5. SENZA LAMORALE, LA LIBERTA’ PRECIPITA NELLA LICENZA
Ma Don Sturzo ha parlato per circa 70 anni - con costante coerenza - di unione inscindibile fra politica e morale. E la DC, incredibile a dirsi, non lo ha mai preso come suo solido punto di riferimento. Ma non poteva farlo, perchè aveva ormai tradito l’insegnamento sturziano.
Nel 1989, in un momento di onestà intellettuale, De Mita affermò:
“La DC ha un grande peccato. Il suo retroterra culturale è il popolarismo di Don Sturzo, ma la nostra gestione del potere è in contraddizione con questo insegnamento”. Ma quale sarebbe dovuta essere la funzione della DC per il fondatore del PPI? È ben sintetizzata in questi chiari concetti:
“La Democrazia Cristiana ha tre caratteristiche incancellablli: è partito sociale interclassista e non partito di una sola classe; è partito di centro e non di destra o di sinistra; è un partito politico a carattere morale, perciò cristiano, in quanto vuole restaurare nella vita pubblica la morale, senza la quale la democrazia non regge e la libertà precipita nella licenza. Un manipolo convinto e forte vale più di un esercito numeroso ma incerto che, piegando ora a destra ora a sinistra, non mantiene le posizioni. A voi l’augurio di essere un manipolo forte della Democrazia Cristiana”.7
E che dire della sua costante difesa della “buona economia”? Il 14 aprile 1953 quando lo Stato imprenditore era ancora un “peso mosca”, Don Sturzo lanciava il seguente allarme nel messaggio di saluto all’Assemblea della Confcommercio:
“La libertà economica e il rispetto dell’iniziativa privata devono essere messi alla base delle attività confederali, cercando di non fare accrescere ancora di più la pressione statalista.Questa è arrivata, secondo me, ad un limite tale da essere ritenuta non più regolatrice, ma turbatrice delle attività produttive. È per questo motivo che ogni invocazione allo Stato, perchè intervenga e legiferi, deve essere contenuta solo a casi strettamente necessari. La vita economica italiana ha bisogno del respiro della libertà”.

══════

• **ESERCIZIO**:
Per favore, estrai dal testo su Don Sturzo il passo che va da "5. SENZA LAMORALE, LA" fino a "tradito l’insegnamento sturziano." incluso, senza alcuna modifica.

══════

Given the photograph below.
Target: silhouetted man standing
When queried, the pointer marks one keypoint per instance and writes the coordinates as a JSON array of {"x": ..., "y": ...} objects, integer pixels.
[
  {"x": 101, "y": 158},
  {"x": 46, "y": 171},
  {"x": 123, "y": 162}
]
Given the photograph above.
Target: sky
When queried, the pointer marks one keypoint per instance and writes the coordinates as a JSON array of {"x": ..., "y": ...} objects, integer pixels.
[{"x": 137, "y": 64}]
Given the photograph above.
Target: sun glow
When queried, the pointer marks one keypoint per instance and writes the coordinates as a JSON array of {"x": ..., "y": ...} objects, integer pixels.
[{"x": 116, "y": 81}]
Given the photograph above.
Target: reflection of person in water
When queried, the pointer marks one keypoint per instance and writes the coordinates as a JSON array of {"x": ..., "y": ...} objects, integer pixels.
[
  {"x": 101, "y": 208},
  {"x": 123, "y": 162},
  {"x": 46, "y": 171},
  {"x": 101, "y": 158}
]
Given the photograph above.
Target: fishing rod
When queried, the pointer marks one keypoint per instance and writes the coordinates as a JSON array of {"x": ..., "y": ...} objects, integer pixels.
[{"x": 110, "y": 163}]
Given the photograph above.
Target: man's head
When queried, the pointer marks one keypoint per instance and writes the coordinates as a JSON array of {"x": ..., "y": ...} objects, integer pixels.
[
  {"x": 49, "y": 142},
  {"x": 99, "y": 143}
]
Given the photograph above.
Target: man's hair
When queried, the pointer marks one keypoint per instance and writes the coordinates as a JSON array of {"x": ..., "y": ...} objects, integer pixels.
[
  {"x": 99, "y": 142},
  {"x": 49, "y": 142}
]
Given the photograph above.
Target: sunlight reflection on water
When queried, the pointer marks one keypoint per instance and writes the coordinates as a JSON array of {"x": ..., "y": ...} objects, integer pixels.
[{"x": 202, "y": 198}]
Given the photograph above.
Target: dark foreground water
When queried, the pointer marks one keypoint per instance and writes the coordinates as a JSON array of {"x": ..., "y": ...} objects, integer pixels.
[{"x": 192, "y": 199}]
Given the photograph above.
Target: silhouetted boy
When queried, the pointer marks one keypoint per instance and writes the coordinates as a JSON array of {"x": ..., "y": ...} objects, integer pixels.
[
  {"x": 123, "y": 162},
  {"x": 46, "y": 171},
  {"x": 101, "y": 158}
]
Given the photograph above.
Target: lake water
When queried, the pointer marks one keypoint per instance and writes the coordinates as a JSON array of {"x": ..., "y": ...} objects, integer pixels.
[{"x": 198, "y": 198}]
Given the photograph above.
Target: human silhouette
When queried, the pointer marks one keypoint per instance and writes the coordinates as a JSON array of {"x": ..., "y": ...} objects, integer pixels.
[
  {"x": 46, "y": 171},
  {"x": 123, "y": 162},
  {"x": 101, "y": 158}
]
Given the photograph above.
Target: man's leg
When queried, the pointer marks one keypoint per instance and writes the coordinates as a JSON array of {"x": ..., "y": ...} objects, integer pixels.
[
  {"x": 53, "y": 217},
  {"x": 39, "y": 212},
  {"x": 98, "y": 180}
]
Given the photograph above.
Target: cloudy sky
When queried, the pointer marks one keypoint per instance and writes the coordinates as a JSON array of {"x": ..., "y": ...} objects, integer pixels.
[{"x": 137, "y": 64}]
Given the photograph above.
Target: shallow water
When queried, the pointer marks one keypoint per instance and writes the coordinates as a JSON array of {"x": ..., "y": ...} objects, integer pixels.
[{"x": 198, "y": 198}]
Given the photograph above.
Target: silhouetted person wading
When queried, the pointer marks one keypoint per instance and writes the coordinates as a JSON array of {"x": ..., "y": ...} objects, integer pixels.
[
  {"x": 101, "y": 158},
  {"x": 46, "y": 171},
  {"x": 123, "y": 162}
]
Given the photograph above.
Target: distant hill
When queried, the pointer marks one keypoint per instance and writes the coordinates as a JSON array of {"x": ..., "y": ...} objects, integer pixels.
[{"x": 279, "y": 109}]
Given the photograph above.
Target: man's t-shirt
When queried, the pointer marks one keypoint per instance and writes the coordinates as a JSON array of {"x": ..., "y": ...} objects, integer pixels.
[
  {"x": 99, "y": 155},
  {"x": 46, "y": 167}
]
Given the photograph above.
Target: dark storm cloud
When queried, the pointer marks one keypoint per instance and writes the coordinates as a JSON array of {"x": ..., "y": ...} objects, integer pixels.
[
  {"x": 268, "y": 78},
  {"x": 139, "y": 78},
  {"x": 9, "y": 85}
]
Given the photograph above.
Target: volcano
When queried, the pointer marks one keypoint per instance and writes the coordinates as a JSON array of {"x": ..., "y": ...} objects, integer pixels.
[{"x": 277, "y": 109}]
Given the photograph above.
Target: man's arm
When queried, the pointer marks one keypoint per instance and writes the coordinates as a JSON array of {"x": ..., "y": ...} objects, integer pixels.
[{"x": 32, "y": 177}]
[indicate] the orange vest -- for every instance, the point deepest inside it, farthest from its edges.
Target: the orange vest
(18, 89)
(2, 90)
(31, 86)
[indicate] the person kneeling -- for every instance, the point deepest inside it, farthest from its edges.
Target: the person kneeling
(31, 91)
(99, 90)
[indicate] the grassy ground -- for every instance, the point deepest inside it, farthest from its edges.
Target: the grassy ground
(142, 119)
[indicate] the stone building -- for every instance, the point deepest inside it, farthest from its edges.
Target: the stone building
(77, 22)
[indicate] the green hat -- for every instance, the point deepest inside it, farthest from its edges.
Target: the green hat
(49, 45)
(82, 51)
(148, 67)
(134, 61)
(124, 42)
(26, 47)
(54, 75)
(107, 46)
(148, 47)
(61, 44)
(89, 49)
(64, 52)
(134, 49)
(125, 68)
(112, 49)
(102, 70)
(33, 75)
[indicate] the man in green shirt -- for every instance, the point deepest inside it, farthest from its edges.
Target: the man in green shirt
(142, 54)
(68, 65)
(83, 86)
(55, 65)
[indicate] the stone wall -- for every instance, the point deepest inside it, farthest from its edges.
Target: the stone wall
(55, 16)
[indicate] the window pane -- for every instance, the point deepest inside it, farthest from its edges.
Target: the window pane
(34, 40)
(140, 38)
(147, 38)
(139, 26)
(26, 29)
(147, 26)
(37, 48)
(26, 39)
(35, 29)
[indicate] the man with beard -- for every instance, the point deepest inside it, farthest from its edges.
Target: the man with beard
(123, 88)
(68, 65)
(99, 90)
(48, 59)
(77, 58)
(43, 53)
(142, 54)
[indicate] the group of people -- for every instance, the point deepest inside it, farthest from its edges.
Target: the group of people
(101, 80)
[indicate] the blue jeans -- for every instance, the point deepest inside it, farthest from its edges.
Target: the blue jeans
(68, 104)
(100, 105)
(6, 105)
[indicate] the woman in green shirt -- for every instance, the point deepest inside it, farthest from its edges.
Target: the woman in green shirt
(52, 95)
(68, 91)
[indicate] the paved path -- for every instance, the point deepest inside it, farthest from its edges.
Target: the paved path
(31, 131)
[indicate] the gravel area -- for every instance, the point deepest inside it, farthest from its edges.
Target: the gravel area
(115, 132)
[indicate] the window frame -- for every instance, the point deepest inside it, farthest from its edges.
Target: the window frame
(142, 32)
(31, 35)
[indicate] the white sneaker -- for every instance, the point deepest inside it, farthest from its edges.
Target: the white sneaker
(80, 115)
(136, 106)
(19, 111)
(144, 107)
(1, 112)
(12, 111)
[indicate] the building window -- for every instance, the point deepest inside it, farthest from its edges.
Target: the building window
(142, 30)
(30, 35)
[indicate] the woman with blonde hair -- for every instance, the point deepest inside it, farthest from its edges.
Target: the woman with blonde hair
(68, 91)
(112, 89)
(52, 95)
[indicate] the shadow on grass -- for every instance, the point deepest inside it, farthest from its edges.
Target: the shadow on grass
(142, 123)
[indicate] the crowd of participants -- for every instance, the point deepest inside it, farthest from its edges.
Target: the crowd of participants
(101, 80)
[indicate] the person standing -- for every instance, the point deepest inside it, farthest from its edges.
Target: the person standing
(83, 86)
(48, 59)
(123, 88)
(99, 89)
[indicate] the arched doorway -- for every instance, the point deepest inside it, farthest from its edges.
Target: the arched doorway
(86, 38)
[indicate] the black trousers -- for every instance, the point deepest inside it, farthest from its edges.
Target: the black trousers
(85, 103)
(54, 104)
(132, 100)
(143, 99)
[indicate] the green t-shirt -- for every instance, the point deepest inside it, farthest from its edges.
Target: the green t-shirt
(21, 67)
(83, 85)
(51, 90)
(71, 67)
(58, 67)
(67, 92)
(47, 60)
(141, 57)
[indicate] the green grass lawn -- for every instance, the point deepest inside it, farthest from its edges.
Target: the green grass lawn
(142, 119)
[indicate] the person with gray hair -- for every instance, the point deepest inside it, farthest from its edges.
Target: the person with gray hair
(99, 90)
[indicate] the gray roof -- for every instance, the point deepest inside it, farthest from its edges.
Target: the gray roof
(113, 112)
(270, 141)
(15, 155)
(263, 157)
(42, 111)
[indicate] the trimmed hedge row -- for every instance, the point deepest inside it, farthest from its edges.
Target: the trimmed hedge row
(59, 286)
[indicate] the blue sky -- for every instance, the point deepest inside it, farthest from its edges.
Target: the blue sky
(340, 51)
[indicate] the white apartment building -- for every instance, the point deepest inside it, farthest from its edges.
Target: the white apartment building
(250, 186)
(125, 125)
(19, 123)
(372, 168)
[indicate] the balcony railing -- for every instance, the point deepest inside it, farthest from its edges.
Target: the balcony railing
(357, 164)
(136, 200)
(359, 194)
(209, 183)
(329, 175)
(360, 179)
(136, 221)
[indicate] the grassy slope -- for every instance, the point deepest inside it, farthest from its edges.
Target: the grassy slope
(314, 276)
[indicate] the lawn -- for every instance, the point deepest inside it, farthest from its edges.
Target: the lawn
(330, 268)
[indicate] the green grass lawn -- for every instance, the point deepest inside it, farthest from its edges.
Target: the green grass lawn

══════

• **RISPOSTA**:
5. SENZA LAMORALE, LA LIBERTA’ PRECIPITA NELLA LICENZA
Ma Don Sturzo ha parlato per circa 70 anni - con costante coerenza - di unione inscindibile fra politica e morale. E la DC, incredibile a dirsi, non lo ha mai preso come suo solido punto di riferimento. Ma non poteva farlo, perchè aveva ormai tradito l’insegnamento sturziano.